**PROBLEMS TO SOLVE**:
1) In the press excerpt, what did the MoD insist in response to the press reports?
2) Copy the press excerpt from "Most recent Press" to "from the beach.".

---------- PASSAGE TO READ ----------

Most recent Press articles as of October 2011
I find it most surprising that after 20 years the beach still remains contaminated and a significant risk to those who use it; that SEPA, has so far failed to make the “polluter pay” to clean this contamination up and make the beach safe for unrestricted use. The present publicity relates to the beach little has been said about the potential contamination inshore from the beach.
In response to the press reports the MoD insisted that it took safety very seriously. “We have yet to see the latest findings from SEPA,” said a ministry spokeswoman. “Should significant risks present themselves then SEPA has the necessary statutory powers to address these.”
This shows how the MOD is doing its best to wash its' hands of this issue and leaving it to others to clean up, so much for MOD saying it takes safety seriously
Tuesday, 4 October 2011
“A fifth of submarine medics serving on board Trident nuclear deterrent and hunter killer submarines have been axed, including one who cared for the wounded on the HMS Astute after a crewman went on the rampage. It is understood that several sailors were told they were losing their jobs while conducting covert operations after their captains received a signal at sea from the Ministry of Defence”

---------- DATA PROVIDED ----------

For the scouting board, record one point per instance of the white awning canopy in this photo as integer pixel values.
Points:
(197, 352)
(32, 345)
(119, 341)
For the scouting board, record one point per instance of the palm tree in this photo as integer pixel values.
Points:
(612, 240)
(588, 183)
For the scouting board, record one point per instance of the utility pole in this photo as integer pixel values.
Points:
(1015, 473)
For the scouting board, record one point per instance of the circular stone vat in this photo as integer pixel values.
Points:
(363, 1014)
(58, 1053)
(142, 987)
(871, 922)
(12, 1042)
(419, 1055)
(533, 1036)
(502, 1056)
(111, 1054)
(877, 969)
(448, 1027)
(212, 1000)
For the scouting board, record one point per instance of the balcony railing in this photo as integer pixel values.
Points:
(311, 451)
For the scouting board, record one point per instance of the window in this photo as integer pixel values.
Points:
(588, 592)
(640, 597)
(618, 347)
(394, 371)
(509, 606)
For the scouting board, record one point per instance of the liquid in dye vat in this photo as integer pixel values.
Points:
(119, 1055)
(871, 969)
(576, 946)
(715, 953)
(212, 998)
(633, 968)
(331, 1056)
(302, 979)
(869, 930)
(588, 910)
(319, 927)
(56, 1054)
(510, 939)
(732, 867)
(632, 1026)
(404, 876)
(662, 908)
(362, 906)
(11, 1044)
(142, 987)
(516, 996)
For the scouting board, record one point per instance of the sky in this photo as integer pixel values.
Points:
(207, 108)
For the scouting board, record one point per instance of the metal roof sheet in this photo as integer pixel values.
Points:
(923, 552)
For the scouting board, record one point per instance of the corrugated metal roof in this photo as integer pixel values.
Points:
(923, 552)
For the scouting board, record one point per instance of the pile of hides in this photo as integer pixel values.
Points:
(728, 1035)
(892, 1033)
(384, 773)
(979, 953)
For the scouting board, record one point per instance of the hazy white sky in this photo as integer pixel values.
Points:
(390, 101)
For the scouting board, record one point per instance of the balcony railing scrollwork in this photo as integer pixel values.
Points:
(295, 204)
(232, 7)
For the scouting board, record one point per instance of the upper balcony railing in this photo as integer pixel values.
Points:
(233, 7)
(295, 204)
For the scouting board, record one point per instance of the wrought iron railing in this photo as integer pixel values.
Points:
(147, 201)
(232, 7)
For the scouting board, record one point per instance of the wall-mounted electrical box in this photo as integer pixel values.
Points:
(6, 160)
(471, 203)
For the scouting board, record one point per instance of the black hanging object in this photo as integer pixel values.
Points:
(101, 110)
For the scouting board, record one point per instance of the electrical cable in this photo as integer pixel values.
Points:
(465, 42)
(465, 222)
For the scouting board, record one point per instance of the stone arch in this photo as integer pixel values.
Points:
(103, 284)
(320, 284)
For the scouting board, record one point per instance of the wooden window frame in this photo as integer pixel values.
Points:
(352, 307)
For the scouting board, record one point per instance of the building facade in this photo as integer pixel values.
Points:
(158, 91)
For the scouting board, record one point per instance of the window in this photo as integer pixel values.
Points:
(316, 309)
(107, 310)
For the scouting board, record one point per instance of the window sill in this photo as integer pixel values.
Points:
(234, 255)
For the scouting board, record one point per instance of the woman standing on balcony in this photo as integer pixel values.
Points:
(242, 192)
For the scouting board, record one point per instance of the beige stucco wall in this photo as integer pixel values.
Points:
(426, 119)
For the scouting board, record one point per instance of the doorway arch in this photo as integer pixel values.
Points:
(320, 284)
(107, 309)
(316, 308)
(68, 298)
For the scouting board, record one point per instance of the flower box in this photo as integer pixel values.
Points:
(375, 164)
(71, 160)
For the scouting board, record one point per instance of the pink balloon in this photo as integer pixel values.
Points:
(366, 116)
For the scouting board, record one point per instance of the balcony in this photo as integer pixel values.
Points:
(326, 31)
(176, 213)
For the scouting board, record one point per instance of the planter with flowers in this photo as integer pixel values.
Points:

----------

**ANSWERS FOR THE TASKS**:
1) That it took safety very seriously.

2)
Most recent Press articles as of October 2011
I find it most surprising that after 20 years the beach still remains contaminated and a significant risk to those who use it; that SEPA, has so far failed to make the “polluter pay” to clean this contamination up and make the beach safe for unrestricted use. The present publicity relates to the beach little has been said about the potential contamination inshore from the beach.